::: Selected excerpt

Improving financial regulation and supervision
There were some other very interesting presentations at the conference hosted by the Federal Reserve Bank of Boston last week. Fed Chair Ben Bernanke spoke on Financial Regulation and Supervision after the Crisis while Princeton Professor Alan Blinder's message was It's Broke, Let's Fix It: Rethinking Financial Regulation. Here I summarize four key reforms these speakers addressed.
(1) Capital adequacy. The key principle for preventing the "bank run" dynamics of the recent financial turmoil is to make sure that financial institutions have a sufficient cushion of equity capital to be able to absorb liquidation and delinquency losses on assets without sacrificing the institution's ability to repay short-term creditors. Equity capital is also a critical tool for addressing the core incentive problems arising from gambling with other people's money. As Chair Bernanke observed:
Through the course of the crisis, it became increasingly clear that many firms lacked adequate capital and liquidity to protect themselves as well as the financial system as a whole.
Professor Blinder elaborated:
the real leverage problems arose with (a) investment banks that operated (under a different regulatory regime [from commercial banks]) with 30 times leverage and more, and (b) gimmicks such as thinly-capitalized SIVs and conduits that (legally) avoided capital requirements...
Both Bernanke and Blinder further called attention to the problems with procyclical capital requirements. Standard capital requirements become looser when times are good, but that is exactly when it's most feasible and desirable for them to strengthen the equity cushion. Blinder advocated reverse convertible debentures proposed by Mark Flannery and the Squam Lake Working Group on Financial Regulation as a way to implement countercyclical capital requirements.
Though a conceptually different issue from equity capital, Blinder also favored requiring both mortgage originators and mortgage securitizers to retain 5% of any assets they create.
(2) Compensation. Blinder observed: "Pay plans that are structured in such a 'heads I win, tails I don't lose' way create powerful incentives for traders to go for broke gambling with OPM ('other people's money')." In his spoken remarks he added, "They did go for broke, and a lot of them achieved that objective."
Here were Bernanke's observations on the subject:
flawed compensation practices at financial institutions also contributed to the crisis. Compensation, not only at the top but throughout a banking organization, should appropriately link pay to performance and provide sound incentives. In particular, compensation plans that encourage, even inadvertently, excessive risk-taking can pose a threat to safety and soundness. The Federal Reserve has just issued proposed guidance that would require banking organizations to review their compensation practices to ensure they do not encourage excessive risk-taking, are subject to effective controls and risk management, and are supported by strong corporate governance including board-level oversight.

::::::
::: Provided records

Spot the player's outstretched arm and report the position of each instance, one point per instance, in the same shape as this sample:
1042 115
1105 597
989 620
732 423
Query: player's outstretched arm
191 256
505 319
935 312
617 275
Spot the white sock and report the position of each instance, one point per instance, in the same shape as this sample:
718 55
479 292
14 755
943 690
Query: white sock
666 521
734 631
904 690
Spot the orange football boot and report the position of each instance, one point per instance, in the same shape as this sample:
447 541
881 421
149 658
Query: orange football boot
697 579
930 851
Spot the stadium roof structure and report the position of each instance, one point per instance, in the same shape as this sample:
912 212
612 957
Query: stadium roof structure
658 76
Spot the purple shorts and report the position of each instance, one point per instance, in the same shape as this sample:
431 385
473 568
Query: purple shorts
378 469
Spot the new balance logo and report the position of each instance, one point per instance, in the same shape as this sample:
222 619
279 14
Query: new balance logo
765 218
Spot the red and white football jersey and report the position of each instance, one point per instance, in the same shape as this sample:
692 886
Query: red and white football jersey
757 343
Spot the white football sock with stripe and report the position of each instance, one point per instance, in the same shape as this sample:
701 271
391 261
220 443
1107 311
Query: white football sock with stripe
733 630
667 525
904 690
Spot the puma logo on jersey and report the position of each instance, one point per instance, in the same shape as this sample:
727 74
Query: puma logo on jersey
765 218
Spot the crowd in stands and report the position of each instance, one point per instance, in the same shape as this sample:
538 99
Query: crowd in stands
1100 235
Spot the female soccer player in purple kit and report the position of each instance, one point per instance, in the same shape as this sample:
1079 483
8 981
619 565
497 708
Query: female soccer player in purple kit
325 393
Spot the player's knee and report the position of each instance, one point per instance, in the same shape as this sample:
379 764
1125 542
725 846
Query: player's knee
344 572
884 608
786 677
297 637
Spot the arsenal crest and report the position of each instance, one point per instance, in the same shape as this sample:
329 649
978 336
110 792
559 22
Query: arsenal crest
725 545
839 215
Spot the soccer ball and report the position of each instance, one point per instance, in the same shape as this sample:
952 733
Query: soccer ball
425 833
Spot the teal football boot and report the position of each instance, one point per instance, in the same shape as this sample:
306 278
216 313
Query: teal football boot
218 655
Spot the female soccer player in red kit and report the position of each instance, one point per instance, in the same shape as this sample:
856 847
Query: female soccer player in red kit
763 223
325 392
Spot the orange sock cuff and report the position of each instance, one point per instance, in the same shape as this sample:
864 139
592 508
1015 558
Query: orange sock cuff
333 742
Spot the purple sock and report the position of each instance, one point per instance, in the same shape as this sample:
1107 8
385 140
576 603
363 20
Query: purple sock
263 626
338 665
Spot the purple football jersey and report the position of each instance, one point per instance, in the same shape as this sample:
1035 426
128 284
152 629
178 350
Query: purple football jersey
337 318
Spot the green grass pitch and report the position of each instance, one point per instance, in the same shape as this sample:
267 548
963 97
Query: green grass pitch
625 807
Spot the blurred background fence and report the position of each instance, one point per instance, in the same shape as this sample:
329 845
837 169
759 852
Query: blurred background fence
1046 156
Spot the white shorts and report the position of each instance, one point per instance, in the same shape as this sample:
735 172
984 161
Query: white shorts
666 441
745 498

::::::

◆ **The tasks**
a - In the text on financial regulation reform, what share of the assets they create did Blinder favor requiring mortgage originators and securitizers to retain?
b - Print the part of the financial regulation text from the words "Though a conceptually" up to and including the words "assets they create.".

◆ **Outputs in order**
a - 5% of any assets they create.

b -
Though a conceptually different issue from equity capital, Blinder also favored requiring both mortgage originators and mortgage securitizers to retain 5% of any assets they create.